■ **TASK LIST**
1. Answer these questions about the GT-R Nismo forum thread below:
(a) What does the reply near the top say about whether the prices have been released?
(b) According to CT17, what has not been placed yet?
(c) According to mickv, what material does not necessarily look good?
2. Could you continue the GT-R Nismo forum thread below from where it stops?

Nobody seems to actually know the price yet! 

Anyone actuall know the prices and option of an MY14 and a NISMO?
Not released yet as far as I know.


----------



## CT17 (Mar 25, 2011)

London West GTR said:


> yes! True but im sure there are going to be a select number of people that will buy one becasue its: infrequent, uncomparable & uncommon


I agree 100%.
But with no offical orders placed yet, just expressions on interest and enquirys it's impossible to see how popular they will actually be.

I half expect them to bring a new kind of customer to the GT-R brand.


----------



## mickv (May 27, 2009)

London West GTR said:


> W have had a fair number of enquires down here at London West for the New Nismo.


That's probably true, but we'd hardly expect a dealer to say any different :chuckle:

I can see it being a flop, which is unfortunate, as it represents a missed opportunity. I can't see how it will pull in customers from other manufacturers when it looks so Halfords around the back end. Carbon does not necessarily look good. It needs to be the right shape, as well as satisfying the aero targets.

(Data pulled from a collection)

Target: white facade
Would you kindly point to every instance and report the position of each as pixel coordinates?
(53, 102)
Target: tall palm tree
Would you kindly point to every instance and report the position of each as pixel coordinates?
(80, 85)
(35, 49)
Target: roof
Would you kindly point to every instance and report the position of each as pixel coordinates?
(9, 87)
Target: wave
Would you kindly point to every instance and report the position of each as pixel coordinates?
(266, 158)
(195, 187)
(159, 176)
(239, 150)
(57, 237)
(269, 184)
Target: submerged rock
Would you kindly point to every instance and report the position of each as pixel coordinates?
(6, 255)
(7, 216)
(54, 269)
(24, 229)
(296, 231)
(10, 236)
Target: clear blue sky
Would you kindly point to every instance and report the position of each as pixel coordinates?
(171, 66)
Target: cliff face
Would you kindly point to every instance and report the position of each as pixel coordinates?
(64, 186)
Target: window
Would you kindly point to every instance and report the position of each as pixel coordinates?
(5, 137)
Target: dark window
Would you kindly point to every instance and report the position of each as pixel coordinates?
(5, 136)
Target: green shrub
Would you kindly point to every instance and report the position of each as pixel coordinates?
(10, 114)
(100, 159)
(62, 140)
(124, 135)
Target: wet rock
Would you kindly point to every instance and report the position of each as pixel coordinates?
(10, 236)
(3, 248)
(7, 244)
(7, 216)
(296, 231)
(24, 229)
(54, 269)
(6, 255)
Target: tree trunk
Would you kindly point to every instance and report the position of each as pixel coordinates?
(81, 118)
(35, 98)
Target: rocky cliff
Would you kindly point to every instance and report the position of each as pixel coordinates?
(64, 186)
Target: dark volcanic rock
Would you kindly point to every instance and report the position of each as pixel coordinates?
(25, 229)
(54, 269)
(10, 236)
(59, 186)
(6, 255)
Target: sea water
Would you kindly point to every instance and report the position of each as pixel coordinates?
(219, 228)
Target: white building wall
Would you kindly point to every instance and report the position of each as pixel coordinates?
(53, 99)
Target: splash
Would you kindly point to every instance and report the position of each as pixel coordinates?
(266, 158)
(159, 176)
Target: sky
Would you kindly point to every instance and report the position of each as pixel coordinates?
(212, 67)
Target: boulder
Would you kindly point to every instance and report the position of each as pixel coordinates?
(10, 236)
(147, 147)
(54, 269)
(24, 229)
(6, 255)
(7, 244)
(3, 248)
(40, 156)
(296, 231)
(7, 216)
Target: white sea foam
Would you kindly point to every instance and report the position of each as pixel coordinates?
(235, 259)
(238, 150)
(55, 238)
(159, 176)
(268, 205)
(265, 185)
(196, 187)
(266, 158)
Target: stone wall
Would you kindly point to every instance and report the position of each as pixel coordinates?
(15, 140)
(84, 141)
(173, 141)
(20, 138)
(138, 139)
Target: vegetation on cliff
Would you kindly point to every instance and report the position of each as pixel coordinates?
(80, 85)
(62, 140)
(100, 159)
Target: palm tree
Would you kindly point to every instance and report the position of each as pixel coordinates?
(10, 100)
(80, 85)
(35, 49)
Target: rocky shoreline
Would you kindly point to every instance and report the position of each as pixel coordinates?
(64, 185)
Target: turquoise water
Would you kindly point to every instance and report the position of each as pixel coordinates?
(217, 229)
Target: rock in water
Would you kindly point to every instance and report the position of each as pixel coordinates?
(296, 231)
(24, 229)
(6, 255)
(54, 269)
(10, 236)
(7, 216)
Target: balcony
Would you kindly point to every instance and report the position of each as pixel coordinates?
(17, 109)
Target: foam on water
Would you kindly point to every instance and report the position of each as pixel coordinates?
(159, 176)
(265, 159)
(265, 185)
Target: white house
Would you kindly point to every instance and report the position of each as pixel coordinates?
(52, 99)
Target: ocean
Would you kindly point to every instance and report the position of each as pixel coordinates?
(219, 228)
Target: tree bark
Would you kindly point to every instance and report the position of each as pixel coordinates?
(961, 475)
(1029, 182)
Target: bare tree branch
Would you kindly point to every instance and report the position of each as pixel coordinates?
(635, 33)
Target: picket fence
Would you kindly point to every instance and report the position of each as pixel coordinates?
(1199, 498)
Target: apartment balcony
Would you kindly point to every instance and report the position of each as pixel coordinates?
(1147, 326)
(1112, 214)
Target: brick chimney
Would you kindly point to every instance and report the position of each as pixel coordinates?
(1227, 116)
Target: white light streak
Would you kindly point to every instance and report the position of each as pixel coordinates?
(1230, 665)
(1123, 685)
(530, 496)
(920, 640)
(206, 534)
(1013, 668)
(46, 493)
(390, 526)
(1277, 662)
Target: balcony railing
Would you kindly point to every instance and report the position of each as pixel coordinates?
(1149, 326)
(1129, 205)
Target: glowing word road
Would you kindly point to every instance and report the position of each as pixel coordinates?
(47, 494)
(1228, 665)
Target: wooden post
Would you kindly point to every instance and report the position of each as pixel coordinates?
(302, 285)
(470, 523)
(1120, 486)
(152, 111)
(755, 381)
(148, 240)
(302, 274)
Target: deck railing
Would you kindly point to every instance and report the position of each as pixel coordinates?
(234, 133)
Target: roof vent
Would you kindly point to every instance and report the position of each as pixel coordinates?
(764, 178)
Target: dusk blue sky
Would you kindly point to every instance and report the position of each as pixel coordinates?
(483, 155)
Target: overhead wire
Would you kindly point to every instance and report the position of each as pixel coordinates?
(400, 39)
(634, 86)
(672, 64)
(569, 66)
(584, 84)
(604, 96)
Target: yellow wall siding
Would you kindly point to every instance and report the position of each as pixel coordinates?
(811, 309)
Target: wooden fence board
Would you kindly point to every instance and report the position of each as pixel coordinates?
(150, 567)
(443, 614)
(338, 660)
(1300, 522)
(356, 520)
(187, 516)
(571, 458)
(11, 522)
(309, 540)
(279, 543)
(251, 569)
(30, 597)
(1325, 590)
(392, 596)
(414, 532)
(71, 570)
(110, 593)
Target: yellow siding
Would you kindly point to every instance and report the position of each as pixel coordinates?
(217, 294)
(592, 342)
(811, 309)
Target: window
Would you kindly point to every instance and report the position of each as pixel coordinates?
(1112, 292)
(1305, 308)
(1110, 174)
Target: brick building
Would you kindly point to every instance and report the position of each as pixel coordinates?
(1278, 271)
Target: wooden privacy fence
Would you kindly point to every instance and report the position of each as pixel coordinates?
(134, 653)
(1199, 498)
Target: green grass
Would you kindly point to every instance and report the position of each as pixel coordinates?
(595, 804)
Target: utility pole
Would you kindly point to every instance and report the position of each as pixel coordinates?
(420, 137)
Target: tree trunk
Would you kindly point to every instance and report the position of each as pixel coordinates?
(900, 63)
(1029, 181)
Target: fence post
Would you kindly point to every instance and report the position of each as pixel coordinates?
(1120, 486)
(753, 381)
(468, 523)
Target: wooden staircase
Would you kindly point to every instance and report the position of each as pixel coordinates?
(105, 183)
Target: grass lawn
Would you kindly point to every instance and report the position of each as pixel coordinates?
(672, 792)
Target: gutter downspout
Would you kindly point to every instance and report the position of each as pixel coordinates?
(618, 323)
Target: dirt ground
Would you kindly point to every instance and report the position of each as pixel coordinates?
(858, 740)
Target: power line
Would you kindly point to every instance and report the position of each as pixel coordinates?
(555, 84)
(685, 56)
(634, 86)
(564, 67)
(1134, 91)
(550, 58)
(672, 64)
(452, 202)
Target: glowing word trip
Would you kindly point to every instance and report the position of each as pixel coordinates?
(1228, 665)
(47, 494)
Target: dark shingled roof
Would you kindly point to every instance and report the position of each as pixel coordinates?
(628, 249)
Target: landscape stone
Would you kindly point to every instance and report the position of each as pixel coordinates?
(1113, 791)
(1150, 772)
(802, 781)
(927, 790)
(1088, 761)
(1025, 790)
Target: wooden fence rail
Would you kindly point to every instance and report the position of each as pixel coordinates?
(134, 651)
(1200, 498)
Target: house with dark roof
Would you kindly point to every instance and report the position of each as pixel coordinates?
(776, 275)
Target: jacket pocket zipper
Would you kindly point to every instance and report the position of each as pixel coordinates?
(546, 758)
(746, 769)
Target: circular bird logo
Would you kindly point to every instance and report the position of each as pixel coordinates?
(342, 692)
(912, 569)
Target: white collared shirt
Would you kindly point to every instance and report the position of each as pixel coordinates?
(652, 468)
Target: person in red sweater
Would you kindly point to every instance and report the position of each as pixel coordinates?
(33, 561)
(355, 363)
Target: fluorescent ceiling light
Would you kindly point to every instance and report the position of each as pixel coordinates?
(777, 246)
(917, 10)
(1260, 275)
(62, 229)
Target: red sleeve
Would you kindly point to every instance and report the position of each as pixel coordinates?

■ **RESULTS**
1.
(a) The prices have not been released yet, as far as that poster knows.
(b) Official orders.
(c) Carbon.

2.
----------



## BEN11E (Feb 15, 2012)

CT17 said:


> To be honest I'm not sure there is any way of finding out currently.
> 
> I was keen and the dealer said they'd had a few enquirys.
> But there is no definitive spec and price yet.
> As we all know, more people will aks than buy.


They called me today and 'unofficially but officially' confirmed that it will be £125k! Said they had a lot of interest and are expecting around 60 to come to Europe. 

I love the MY12 GTR I have now and love the look of the Nismo but I dont like the risk of the potential loss on the car! But if I knew the demand was high I would be more confident to deposit.


----------



## Grimblin Gibbon (Jul 16, 2009)

BEN11E said:


> They called me today and 'unofficially but officially' confirmed that it will be £125k! Said they had a lot of interest and are expecting around 60 to come to Europe.
> 
> I love the MY12 GTR I have now and love the look of the Nismo but I dont like the risk of the potential loss on the car! But if I knew the demand was high I would be more confident to deposit.


Which version of the nismo?

The full blown Track car or the Nismo light as I like to call the road going version!


----------



## Grimblin Gibbon (Jul 16, 2009)

OK just had it confirmed that the baseline car is 125k.









Costing for the Nurburg pack not available yet.



Red is not one of the colours for the Nismo version and if you want the stealth grey paint its a £2500 premium!


----------



## CT17 (Mar 25, 2011)

BEN11E said:


> I love the MY12 GTR I have now and love the look of the Nismo but I dont like the risk of the potential loss on the car! But if I knew the demand was high I would be more confident to deposit.


Why is demand such a concern?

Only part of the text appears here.